### To do:
Please copy out every one of the entries below word for word, keeping each line and number unchanged.
### Materials provided
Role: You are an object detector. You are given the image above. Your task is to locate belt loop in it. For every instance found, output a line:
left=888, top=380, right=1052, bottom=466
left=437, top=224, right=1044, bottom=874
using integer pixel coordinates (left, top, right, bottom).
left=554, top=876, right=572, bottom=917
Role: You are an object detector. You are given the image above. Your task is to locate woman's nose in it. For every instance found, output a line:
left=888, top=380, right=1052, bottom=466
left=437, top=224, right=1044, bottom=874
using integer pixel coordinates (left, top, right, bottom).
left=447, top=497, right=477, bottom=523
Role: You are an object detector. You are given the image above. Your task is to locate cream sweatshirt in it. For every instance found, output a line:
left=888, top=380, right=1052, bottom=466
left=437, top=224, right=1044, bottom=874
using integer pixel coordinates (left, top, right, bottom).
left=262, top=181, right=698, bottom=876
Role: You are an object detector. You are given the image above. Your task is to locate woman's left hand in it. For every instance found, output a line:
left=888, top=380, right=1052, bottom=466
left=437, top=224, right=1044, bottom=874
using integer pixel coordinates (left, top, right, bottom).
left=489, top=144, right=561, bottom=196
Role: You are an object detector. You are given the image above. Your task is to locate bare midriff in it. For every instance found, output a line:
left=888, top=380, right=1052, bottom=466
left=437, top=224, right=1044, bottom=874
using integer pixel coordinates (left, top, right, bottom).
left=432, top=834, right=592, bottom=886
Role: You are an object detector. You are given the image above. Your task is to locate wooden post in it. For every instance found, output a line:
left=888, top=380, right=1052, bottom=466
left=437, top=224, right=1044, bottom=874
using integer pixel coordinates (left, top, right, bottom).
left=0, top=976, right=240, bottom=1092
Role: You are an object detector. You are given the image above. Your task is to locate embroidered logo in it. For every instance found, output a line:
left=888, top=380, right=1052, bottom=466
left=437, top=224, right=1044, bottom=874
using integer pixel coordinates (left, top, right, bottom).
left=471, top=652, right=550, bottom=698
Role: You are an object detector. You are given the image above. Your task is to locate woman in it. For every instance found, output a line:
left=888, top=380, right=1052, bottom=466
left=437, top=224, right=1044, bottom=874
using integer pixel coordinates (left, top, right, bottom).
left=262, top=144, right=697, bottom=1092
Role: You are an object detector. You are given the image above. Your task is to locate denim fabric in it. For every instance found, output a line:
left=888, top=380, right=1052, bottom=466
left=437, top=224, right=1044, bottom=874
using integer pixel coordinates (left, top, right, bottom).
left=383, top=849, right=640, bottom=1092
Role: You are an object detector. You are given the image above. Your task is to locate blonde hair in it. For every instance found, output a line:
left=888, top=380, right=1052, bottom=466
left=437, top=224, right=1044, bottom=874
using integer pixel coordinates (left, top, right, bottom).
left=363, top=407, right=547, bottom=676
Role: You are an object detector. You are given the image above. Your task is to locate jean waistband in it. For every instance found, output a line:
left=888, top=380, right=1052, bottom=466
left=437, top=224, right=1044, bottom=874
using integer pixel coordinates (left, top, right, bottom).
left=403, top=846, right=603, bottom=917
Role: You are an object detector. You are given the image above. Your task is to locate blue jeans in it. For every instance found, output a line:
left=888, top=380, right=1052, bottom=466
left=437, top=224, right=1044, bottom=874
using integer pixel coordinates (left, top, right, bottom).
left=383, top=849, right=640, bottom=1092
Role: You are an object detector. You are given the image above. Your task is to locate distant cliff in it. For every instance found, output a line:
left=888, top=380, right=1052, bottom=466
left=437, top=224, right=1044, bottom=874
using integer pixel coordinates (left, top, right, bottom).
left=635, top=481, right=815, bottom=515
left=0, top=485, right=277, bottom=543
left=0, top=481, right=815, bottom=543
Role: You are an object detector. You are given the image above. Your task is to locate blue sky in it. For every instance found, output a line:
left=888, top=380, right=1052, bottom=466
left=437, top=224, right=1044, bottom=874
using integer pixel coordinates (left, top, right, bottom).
######
### Exercise solution:
Role: You are an object detector. You are given the image above. Your task is to locate belt loop in it. For every instance found, output a line:
left=888, top=380, right=1052, bottom=466
left=437, top=224, right=1044, bottom=874
using integer pixel coordinates (left, top, right, bottom).
left=554, top=876, right=572, bottom=917
Role: You are an object detector. You are given the image above. Your task is to locate woman's nose in it. For every instance found, output a line:
left=888, top=380, right=1052, bottom=466
left=437, top=224, right=1044, bottom=874
using integer pixel coordinates (left, top, right, bottom).
left=447, top=497, right=477, bottom=523
Role: You are an object detector. You are given the image above. Your task is to locate cream sweatshirt in it. For every instance found, output a line:
left=888, top=380, right=1052, bottom=466
left=437, top=224, right=1044, bottom=874
using integer pixel coordinates (left, top, right, bottom).
left=262, top=181, right=698, bottom=876
Role: You are an object detector. You are given the image above. Your task is to locate woman's left hand in it. For every instance found, output a line:
left=888, top=380, right=1052, bottom=466
left=437, top=224, right=1044, bottom=874
using integer pixel coordinates (left, top, right, bottom).
left=489, top=144, right=561, bottom=196
Role: You are an object detector. You are given the image above. Your task is to locate bare midriff in it. For every instance found, output a line:
left=888, top=380, right=1052, bottom=466
left=437, top=224, right=1044, bottom=874
using integer pixel coordinates (left, top, right, bottom).
left=432, top=834, right=592, bottom=886
Role: You are an object detector. You are given the image above. Your task is to locate wooden post in it. For every instance found, output a line:
left=888, top=380, right=1052, bottom=466
left=437, top=224, right=1044, bottom=874
using integer pixel coordinates (left, top, right, bottom).
left=0, top=976, right=240, bottom=1092
Role: You are an object detector. You are given the image above. Your task is to locate embroidered logo in it. For every instance found, output a line:
left=888, top=380, right=1052, bottom=466
left=437, top=224, right=1044, bottom=874
using integer pixel coordinates (left, top, right, bottom).
left=471, top=652, right=550, bottom=698
Role: You are an object detector. You are given the image above. Your task is to locate woman in it. For every instance found, output a line:
left=888, top=380, right=1052, bottom=466
left=437, top=224, right=1044, bottom=874
using integer pixel coordinates (left, top, right, bottom).
left=262, top=144, right=697, bottom=1092
Role: You are an object detector. You are given the image above. Your task is to locate denim fabric in it. For every instance found, output a line:
left=888, top=380, right=1052, bottom=466
left=437, top=224, right=1044, bottom=874
using integer pixel coordinates (left, top, right, bottom).
left=383, top=849, right=640, bottom=1092
Role: You are an object detector. You are given the image above. Your task is to locate blonde hair in it. For every instance found, output a line:
left=888, top=380, right=1052, bottom=466
left=437, top=224, right=1044, bottom=874
using integer pixel coordinates (left, top, right, bottom).
left=363, top=407, right=547, bottom=676
Role: You are an object detector. You are given the image above. Your task is to locate jean waistband in it. For every instance found, output a line:
left=888, top=380, right=1052, bottom=466
left=437, top=224, right=1044, bottom=874
using integer pixel coordinates (left, top, right, bottom).
left=403, top=846, right=603, bottom=917
Role: You are an object detector. You are given the image above. Your task is to locate blue jeans in it. For every instance found, output a line:
left=888, top=380, right=1052, bottom=466
left=437, top=224, right=1044, bottom=874
using integer pixel coordinates (left, top, right, bottom).
left=383, top=849, right=640, bottom=1092
Role: You are an object detector. You are given the image above. Your task is to locate distant cliff in it. For every instance found, output a line:
left=888, top=380, right=1052, bottom=466
left=437, top=224, right=1044, bottom=874
using integer pixel coordinates (left, top, right, bottom).
left=635, top=481, right=815, bottom=515
left=0, top=485, right=277, bottom=543
left=0, top=481, right=815, bottom=543
Role: You are an object detector. You are given the image above. Your task is to locate blue sky in it. For every instance found, output a line:
left=888, top=380, right=1052, bottom=466
left=437, top=224, right=1044, bottom=874
using integer pixel coordinates (left, top, right, bottom).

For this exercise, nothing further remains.